>>>

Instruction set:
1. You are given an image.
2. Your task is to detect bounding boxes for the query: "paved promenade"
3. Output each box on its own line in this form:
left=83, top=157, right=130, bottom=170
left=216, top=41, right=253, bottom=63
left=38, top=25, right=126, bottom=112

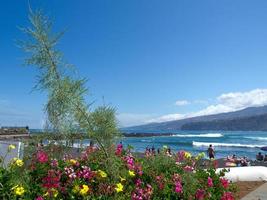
left=242, top=182, right=267, bottom=200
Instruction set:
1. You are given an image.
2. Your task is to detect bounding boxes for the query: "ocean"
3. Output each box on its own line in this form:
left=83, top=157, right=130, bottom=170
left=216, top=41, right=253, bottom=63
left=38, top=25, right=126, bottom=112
left=30, top=129, right=267, bottom=159
left=120, top=130, right=267, bottom=159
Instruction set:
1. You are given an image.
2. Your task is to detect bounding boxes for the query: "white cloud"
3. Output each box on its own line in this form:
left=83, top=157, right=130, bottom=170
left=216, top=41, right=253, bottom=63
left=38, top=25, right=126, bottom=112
left=191, top=89, right=267, bottom=117
left=147, top=113, right=186, bottom=123
left=175, top=100, right=190, bottom=106
left=131, top=88, right=267, bottom=124
left=217, top=89, right=267, bottom=109
left=117, top=113, right=155, bottom=127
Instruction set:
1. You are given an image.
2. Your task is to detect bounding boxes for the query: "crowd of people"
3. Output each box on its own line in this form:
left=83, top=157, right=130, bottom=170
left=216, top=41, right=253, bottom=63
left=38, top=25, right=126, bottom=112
left=145, top=146, right=172, bottom=157
left=226, top=154, right=250, bottom=166
left=140, top=143, right=267, bottom=168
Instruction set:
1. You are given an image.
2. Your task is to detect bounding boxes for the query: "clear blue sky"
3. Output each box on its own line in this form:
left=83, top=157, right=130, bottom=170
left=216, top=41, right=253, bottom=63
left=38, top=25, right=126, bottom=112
left=1, top=0, right=267, bottom=128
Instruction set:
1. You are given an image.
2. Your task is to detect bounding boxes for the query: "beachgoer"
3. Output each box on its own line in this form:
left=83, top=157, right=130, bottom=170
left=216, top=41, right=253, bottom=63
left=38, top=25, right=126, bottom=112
left=157, top=148, right=160, bottom=154
left=166, top=147, right=172, bottom=157
left=152, top=146, right=155, bottom=155
left=264, top=154, right=267, bottom=162
left=207, top=144, right=215, bottom=159
left=145, top=147, right=150, bottom=157
left=240, top=157, right=249, bottom=166
left=256, top=152, right=264, bottom=161
left=227, top=154, right=237, bottom=163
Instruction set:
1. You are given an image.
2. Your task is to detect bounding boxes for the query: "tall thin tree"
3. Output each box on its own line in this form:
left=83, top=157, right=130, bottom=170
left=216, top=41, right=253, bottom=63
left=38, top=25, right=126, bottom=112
left=19, top=9, right=120, bottom=157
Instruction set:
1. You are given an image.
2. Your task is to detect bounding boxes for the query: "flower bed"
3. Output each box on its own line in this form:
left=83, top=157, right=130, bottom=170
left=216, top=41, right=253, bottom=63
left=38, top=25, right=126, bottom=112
left=0, top=144, right=236, bottom=199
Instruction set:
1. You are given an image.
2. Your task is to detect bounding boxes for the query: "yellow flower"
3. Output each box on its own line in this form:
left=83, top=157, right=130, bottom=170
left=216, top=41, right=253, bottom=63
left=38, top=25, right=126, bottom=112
left=8, top=144, right=16, bottom=151
left=44, top=188, right=58, bottom=198
left=200, top=152, right=205, bottom=157
left=196, top=152, right=205, bottom=160
left=128, top=170, right=135, bottom=177
left=13, top=158, right=24, bottom=167
left=184, top=152, right=191, bottom=159
left=115, top=183, right=123, bottom=193
left=120, top=176, right=126, bottom=182
left=52, top=189, right=58, bottom=198
left=98, top=170, right=107, bottom=178
left=79, top=185, right=89, bottom=196
left=72, top=185, right=80, bottom=193
left=69, top=159, right=77, bottom=165
left=12, top=185, right=25, bottom=196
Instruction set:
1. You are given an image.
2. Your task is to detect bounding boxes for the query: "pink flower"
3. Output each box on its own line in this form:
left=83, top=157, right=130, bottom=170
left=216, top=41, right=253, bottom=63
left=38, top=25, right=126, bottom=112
left=115, top=143, right=123, bottom=156
left=35, top=197, right=44, bottom=200
left=221, top=192, right=234, bottom=200
left=135, top=178, right=142, bottom=187
left=144, top=184, right=153, bottom=198
left=207, top=177, right=213, bottom=187
left=76, top=166, right=95, bottom=180
left=175, top=181, right=183, bottom=193
left=220, top=178, right=229, bottom=189
left=195, top=189, right=205, bottom=200
left=81, top=151, right=89, bottom=160
left=177, top=150, right=185, bottom=162
left=42, top=170, right=61, bottom=189
left=50, top=159, right=58, bottom=167
left=156, top=175, right=165, bottom=190
left=172, top=173, right=181, bottom=183
left=131, top=184, right=153, bottom=200
left=135, top=163, right=143, bottom=176
left=123, top=155, right=135, bottom=170
left=183, top=165, right=194, bottom=172
left=37, top=151, right=48, bottom=163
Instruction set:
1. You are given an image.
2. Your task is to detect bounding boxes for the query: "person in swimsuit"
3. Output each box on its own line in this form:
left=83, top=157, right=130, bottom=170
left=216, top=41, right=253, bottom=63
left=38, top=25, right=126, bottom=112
left=207, top=144, right=215, bottom=159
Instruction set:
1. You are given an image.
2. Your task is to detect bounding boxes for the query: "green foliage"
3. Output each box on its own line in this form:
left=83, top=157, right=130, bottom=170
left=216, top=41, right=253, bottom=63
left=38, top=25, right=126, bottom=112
left=0, top=145, right=236, bottom=199
left=19, top=9, right=120, bottom=156
left=90, top=106, right=120, bottom=147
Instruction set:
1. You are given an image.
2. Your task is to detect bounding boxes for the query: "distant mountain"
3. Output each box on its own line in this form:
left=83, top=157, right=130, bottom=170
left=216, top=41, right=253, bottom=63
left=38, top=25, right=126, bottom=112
left=181, top=113, right=267, bottom=131
left=126, top=105, right=267, bottom=131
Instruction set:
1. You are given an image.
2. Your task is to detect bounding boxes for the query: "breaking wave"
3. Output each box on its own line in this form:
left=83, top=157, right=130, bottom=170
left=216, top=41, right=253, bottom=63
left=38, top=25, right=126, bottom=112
left=172, top=133, right=223, bottom=138
left=244, top=137, right=267, bottom=141
left=141, top=139, right=153, bottom=143
left=192, top=141, right=264, bottom=148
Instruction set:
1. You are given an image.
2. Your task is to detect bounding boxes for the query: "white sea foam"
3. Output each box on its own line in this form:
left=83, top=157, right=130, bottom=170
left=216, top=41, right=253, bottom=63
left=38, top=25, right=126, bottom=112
left=172, top=133, right=223, bottom=138
left=192, top=141, right=265, bottom=148
left=244, top=136, right=267, bottom=141
left=141, top=139, right=152, bottom=142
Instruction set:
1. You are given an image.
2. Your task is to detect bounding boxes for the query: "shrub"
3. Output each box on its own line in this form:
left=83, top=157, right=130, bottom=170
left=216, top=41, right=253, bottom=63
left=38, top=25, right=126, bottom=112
left=0, top=144, right=236, bottom=200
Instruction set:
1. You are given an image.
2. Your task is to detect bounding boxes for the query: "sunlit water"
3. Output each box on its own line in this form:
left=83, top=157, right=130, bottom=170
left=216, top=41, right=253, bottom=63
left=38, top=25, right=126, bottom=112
left=120, top=130, right=267, bottom=159
left=31, top=130, right=267, bottom=159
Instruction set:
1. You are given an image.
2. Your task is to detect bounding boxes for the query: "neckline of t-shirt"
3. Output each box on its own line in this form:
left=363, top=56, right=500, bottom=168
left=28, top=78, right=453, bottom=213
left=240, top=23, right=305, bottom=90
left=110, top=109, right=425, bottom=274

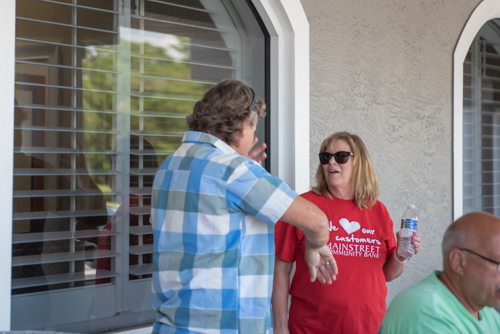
left=432, top=270, right=486, bottom=322
left=327, top=193, right=357, bottom=205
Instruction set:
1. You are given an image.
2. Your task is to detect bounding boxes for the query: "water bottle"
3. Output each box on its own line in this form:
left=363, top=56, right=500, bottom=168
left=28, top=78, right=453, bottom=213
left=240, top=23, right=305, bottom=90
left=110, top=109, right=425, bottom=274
left=397, top=204, right=418, bottom=259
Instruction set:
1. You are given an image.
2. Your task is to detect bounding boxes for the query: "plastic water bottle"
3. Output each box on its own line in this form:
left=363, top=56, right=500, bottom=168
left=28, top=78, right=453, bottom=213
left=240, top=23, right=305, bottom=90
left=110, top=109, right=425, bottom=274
left=397, top=204, right=418, bottom=259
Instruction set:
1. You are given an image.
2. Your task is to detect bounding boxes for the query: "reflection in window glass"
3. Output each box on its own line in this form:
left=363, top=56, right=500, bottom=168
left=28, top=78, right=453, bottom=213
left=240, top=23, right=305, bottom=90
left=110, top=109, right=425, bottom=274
left=12, top=0, right=267, bottom=331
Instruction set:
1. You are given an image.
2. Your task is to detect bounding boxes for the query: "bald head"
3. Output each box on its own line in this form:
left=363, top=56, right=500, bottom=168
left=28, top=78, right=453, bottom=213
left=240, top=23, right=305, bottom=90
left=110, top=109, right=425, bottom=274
left=442, top=212, right=500, bottom=267
left=439, top=212, right=500, bottom=314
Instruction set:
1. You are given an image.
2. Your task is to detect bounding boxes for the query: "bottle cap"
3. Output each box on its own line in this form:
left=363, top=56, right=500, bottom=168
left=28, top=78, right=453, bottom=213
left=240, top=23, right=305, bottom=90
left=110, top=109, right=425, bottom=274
left=407, top=204, right=416, bottom=210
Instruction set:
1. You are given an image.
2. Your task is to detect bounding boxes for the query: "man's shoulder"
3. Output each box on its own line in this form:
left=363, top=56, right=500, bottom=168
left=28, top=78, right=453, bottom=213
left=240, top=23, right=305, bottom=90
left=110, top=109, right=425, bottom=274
left=162, top=141, right=248, bottom=173
left=390, top=274, right=434, bottom=304
left=381, top=272, right=471, bottom=334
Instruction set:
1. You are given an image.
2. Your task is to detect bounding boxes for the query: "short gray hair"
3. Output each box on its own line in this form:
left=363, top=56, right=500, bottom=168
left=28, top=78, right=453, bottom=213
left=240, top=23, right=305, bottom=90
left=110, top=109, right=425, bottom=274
left=441, top=223, right=469, bottom=264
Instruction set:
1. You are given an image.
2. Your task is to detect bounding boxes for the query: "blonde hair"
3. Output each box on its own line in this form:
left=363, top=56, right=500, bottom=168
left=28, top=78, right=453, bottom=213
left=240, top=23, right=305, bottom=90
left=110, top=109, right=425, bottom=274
left=312, top=131, right=379, bottom=210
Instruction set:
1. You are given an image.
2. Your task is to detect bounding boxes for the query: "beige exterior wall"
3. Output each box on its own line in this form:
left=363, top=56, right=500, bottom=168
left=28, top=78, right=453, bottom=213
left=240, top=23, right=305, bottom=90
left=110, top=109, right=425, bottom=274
left=299, top=0, right=482, bottom=303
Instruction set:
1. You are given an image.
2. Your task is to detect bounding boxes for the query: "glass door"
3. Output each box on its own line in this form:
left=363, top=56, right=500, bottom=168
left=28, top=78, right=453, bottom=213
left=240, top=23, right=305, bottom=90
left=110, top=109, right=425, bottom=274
left=12, top=0, right=268, bottom=331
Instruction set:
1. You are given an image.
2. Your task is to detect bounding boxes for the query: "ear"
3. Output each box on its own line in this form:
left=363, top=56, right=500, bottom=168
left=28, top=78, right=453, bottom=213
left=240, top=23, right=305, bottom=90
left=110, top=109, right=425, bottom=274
left=449, top=249, right=466, bottom=275
left=230, top=131, right=242, bottom=150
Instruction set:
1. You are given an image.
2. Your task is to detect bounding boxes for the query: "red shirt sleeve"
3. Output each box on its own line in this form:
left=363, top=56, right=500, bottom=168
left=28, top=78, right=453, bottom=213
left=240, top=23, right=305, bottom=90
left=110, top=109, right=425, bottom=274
left=275, top=219, right=302, bottom=263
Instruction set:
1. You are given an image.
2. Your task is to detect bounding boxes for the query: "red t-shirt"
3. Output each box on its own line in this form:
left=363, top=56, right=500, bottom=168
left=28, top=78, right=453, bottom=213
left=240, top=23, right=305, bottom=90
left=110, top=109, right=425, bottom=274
left=275, top=191, right=397, bottom=334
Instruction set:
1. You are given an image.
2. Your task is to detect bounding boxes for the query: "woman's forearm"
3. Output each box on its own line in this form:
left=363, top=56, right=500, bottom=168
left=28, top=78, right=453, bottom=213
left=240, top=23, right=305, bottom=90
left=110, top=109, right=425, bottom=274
left=383, top=253, right=405, bottom=282
left=271, top=256, right=294, bottom=331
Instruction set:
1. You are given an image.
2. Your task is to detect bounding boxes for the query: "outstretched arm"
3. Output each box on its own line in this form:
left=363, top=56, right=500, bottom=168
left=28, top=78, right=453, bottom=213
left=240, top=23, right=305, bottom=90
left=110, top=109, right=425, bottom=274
left=280, top=196, right=337, bottom=283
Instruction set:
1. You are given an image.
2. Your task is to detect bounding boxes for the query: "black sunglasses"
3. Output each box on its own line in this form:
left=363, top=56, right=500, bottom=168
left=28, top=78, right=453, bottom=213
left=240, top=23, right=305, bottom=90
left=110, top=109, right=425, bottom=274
left=319, top=151, right=354, bottom=165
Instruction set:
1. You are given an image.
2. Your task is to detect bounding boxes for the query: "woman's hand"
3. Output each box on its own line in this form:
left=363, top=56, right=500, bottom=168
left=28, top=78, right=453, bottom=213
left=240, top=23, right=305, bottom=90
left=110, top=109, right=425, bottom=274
left=395, top=230, right=422, bottom=256
left=384, top=230, right=422, bottom=281
left=412, top=231, right=422, bottom=255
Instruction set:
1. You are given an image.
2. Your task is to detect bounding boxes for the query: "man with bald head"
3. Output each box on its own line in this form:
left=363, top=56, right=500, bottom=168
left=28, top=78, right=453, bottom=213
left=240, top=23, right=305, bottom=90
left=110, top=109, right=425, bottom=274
left=379, top=212, right=500, bottom=333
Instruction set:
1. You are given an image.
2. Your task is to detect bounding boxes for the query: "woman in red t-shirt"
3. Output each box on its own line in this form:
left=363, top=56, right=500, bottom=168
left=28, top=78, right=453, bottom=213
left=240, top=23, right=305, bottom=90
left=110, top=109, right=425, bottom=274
left=272, top=131, right=422, bottom=334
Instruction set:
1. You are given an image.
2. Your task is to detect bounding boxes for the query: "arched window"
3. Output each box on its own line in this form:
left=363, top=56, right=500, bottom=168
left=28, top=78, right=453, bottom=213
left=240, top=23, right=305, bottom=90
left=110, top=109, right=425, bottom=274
left=462, top=19, right=500, bottom=215
left=453, top=0, right=500, bottom=219
left=11, top=0, right=268, bottom=331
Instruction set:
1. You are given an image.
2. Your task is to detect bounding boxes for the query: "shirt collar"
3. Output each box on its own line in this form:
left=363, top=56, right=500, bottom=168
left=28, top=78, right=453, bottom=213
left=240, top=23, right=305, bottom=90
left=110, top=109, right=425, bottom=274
left=182, top=131, right=238, bottom=155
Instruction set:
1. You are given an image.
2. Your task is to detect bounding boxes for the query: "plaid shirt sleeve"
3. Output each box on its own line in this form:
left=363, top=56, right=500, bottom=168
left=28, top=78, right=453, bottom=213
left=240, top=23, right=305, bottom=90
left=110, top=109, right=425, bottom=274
left=225, top=159, right=297, bottom=226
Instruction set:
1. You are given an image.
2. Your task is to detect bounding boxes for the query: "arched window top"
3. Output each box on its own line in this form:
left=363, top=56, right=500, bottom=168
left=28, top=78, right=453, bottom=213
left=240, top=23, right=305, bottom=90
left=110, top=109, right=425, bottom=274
left=453, top=0, right=500, bottom=219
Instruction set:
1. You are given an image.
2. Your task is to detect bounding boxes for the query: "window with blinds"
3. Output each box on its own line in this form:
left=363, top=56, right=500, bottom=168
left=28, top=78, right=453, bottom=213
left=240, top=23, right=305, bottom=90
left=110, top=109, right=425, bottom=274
left=463, top=19, right=500, bottom=215
left=12, top=0, right=268, bottom=331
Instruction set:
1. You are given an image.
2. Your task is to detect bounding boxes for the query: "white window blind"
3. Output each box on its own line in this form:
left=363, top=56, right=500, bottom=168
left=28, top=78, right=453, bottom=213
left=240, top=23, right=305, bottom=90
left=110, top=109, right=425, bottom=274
left=12, top=0, right=267, bottom=331
left=463, top=19, right=500, bottom=215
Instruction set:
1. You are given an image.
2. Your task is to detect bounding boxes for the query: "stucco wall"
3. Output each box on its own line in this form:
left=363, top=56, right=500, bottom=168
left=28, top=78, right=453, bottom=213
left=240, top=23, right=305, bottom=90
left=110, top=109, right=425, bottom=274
left=300, top=0, right=482, bottom=303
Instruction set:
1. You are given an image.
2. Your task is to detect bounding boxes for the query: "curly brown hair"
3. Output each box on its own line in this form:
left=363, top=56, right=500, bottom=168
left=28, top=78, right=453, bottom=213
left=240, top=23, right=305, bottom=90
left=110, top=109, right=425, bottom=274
left=186, top=79, right=266, bottom=146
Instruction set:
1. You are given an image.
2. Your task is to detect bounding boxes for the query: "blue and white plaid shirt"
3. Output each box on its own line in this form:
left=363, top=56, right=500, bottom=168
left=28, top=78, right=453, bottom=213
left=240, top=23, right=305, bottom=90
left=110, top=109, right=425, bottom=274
left=151, top=131, right=297, bottom=334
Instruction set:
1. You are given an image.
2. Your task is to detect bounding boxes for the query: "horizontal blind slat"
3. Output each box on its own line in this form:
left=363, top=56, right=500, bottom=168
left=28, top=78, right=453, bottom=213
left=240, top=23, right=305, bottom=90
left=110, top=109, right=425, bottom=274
left=15, top=81, right=118, bottom=95
left=131, top=73, right=216, bottom=86
left=13, top=230, right=117, bottom=244
left=16, top=60, right=120, bottom=74
left=463, top=194, right=500, bottom=200
left=129, top=206, right=152, bottom=216
left=131, top=53, right=237, bottom=70
left=16, top=17, right=118, bottom=35
left=463, top=169, right=500, bottom=173
left=129, top=264, right=152, bottom=276
left=13, top=209, right=110, bottom=221
left=130, top=130, right=184, bottom=137
left=130, top=187, right=153, bottom=195
left=464, top=182, right=500, bottom=186
left=12, top=249, right=116, bottom=266
left=14, top=168, right=116, bottom=176
left=129, top=225, right=152, bottom=235
left=14, top=127, right=117, bottom=135
left=147, top=0, right=214, bottom=14
left=32, top=0, right=120, bottom=14
left=130, top=169, right=158, bottom=176
left=130, top=149, right=173, bottom=156
left=129, top=244, right=153, bottom=255
left=130, top=111, right=187, bottom=119
left=14, top=189, right=117, bottom=198
left=130, top=92, right=200, bottom=101
left=463, top=110, right=500, bottom=116
left=137, top=15, right=226, bottom=34
left=16, top=37, right=119, bottom=53
left=15, top=148, right=114, bottom=158
left=15, top=103, right=117, bottom=115
left=12, top=269, right=116, bottom=289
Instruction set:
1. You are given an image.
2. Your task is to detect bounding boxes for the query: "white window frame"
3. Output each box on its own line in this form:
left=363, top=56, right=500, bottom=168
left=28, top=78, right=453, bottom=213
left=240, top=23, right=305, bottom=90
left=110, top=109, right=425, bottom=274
left=253, top=0, right=310, bottom=194
left=453, top=0, right=500, bottom=220
left=0, top=0, right=309, bottom=330
left=0, top=1, right=15, bottom=330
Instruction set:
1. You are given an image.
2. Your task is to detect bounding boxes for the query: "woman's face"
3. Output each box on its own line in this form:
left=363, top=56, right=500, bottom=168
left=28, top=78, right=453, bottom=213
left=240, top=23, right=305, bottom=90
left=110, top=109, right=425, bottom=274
left=322, top=139, right=354, bottom=198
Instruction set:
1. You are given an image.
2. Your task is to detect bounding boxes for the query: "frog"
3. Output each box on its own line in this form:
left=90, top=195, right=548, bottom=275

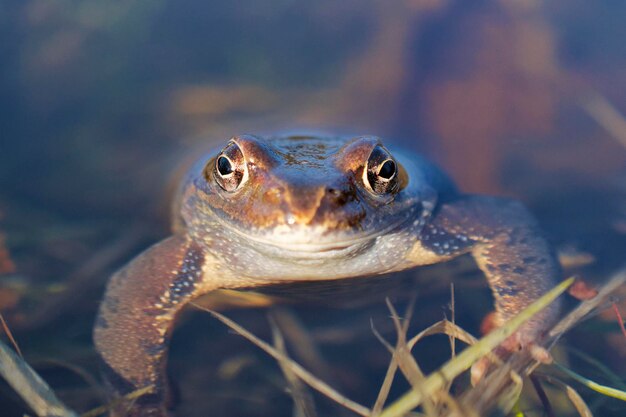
left=93, top=134, right=561, bottom=417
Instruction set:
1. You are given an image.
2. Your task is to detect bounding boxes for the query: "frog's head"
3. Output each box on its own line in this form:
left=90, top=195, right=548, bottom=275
left=181, top=134, right=435, bottom=259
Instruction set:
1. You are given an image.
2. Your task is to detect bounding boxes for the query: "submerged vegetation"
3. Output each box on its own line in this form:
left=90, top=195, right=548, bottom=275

<<<

- [PROBLEM]:
Read through the data and copy every line where "wall" shows up.

- [WRITTEN REPLY]:
2. Your task is to detect bounding boxes for the query: "beige exterior wall"
2. Your task is to detect bounding boxes for the query: "stucco wall"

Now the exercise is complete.